__Task instructions__.
Set down the passage on the zebrafish heart model word for word, between "Aims: Recent studies" and "the zebrafish heart.", inclusive.

__Excerpt__.
┌──

Aims: Recent studies suggest that the physiology of the zebrafish heart resembles that of the human in many aspects, namely: spontaneous heart rates are found to be similar, its cardiac action potential much more closely resembles that of the human, and QT-interval in electrocardiograms is heart rate dependent. Thus, zebrafish has been proposed as a potential model for genetic and pharmacological screening of factors affecting heart function. However, despite this rising interest, very few studies concern the development of computational models of the zebrafish heart.
Methods: This work develops a full electrophysiology model of the heart + body of a zebrafish 3 days post fertilization. The model is based on the geometry reported in Crowcombe et al., 2016 and is composed of three main parts: body, heart chambers, and heart myocardium. The latter is, in turn, divided into four regions: ventricular wall, atrioventricular band (AV band), atrial wall, and sinoatrial region (SAR), where the stimulus is delivered. The action potential of the different regions of the heart has been simulated using the four-variables minimal model proposed by Bueno-Orovio et al., 2008. The model has been adjusted to fit experimentally reported action potentials of the zebrafish together with restitution curve data in order to reproduce a correct heart-rhythm dependence of the QT. The bidomain model has been used to model the electric propagation in the heart, whereas the body has been modeled as a volume conductor. The full set of equations have been solved in the software LS-DYNA (ANSYS, Canonsburg, PA, USA).

└──

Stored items
┌──

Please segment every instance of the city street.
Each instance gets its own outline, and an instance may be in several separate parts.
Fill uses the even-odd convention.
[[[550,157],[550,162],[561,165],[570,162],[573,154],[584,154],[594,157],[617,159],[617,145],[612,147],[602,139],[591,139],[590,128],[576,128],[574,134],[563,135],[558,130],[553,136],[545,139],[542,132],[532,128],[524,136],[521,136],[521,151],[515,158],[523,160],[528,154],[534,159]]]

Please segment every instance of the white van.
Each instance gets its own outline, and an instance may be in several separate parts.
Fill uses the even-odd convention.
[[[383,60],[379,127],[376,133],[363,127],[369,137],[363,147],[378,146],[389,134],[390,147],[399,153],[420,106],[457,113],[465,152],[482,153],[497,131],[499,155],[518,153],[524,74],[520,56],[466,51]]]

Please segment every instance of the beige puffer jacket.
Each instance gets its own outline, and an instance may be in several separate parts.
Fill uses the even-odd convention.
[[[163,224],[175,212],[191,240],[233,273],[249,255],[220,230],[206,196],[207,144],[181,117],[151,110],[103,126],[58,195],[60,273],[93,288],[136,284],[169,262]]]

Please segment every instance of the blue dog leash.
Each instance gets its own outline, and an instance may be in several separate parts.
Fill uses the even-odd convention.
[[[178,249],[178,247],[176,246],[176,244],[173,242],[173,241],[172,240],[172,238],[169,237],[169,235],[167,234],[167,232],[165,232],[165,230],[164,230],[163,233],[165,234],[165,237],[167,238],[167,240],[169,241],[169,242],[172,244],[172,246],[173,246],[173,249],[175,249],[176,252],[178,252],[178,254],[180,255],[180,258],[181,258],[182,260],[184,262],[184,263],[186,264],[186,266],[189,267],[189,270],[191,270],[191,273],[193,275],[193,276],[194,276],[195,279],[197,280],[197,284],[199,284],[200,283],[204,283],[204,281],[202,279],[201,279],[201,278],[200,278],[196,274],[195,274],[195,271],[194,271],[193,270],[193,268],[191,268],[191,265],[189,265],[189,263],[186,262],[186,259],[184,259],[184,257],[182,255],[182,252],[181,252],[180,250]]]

└──

__Written answer__.
Aims: Recent studies suggest that the physiology of the zebrafish heart resembles that of the human in many aspects, namely: spontaneous heart rates are found to be similar, its cardiac action potential much more closely resembles that of the human, and QT-interval in electrocardiograms is heart rate dependent. Thus, zebrafish has been proposed as a potential model for genetic and pharmacological screening of factors affecting heart function. However, despite this rising interest, very few studies concern the development of computational models of the zebrafish heart.